START

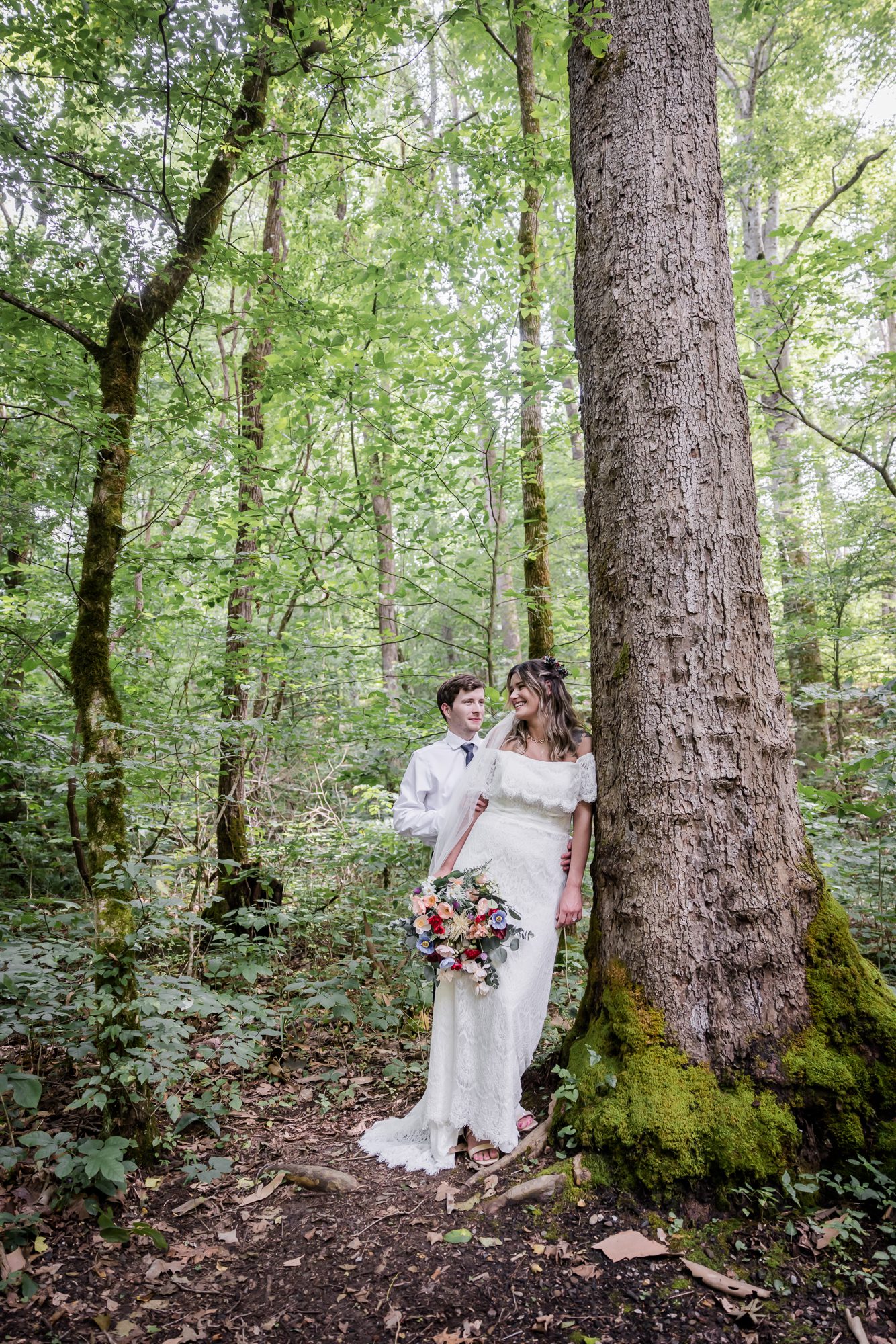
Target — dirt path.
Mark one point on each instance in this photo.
(373, 1267)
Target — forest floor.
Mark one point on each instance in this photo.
(374, 1265)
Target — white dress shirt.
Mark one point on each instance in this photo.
(432, 776)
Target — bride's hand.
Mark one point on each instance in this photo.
(570, 909)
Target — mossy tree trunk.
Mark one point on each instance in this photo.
(237, 878)
(386, 575)
(709, 911)
(537, 572)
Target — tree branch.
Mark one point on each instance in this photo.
(60, 323)
(820, 210)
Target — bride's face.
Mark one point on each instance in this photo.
(525, 702)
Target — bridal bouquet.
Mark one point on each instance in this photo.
(457, 925)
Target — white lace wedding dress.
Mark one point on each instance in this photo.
(483, 1045)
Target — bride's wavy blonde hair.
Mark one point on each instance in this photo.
(562, 725)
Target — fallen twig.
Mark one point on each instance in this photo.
(856, 1327)
(534, 1143)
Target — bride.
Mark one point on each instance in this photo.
(511, 816)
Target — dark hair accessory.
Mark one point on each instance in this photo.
(554, 667)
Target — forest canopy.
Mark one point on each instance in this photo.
(289, 433)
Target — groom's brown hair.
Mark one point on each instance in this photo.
(449, 691)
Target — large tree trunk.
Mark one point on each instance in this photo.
(237, 880)
(804, 650)
(537, 572)
(503, 604)
(713, 946)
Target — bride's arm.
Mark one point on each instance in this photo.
(570, 908)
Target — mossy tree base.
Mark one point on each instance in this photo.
(670, 1124)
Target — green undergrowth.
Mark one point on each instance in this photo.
(663, 1123)
(844, 1065)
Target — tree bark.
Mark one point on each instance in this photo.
(709, 909)
(132, 321)
(537, 572)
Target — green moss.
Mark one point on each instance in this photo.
(623, 663)
(668, 1123)
(843, 1066)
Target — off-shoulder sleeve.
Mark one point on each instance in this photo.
(588, 779)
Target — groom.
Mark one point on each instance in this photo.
(435, 772)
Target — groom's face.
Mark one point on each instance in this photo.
(467, 714)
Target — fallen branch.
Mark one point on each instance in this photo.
(324, 1181)
(723, 1283)
(533, 1143)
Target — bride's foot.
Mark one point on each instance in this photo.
(480, 1154)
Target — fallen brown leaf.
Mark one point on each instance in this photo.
(326, 1181)
(723, 1283)
(631, 1245)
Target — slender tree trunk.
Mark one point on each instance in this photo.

END

**Short problem**:
Copy out the lines from the one holding "Target — fallen brown leaf." through the last line, inclusive, renaming "slender" as "narrow" and leaving everything else unchanged.

**Exercise result**:
Target — fallen brown leaf.
Mark one point on each instance in this photo.
(326, 1181)
(723, 1283)
(631, 1245)
Target — narrow tree trunk.
Mark one point on each instance in this photo.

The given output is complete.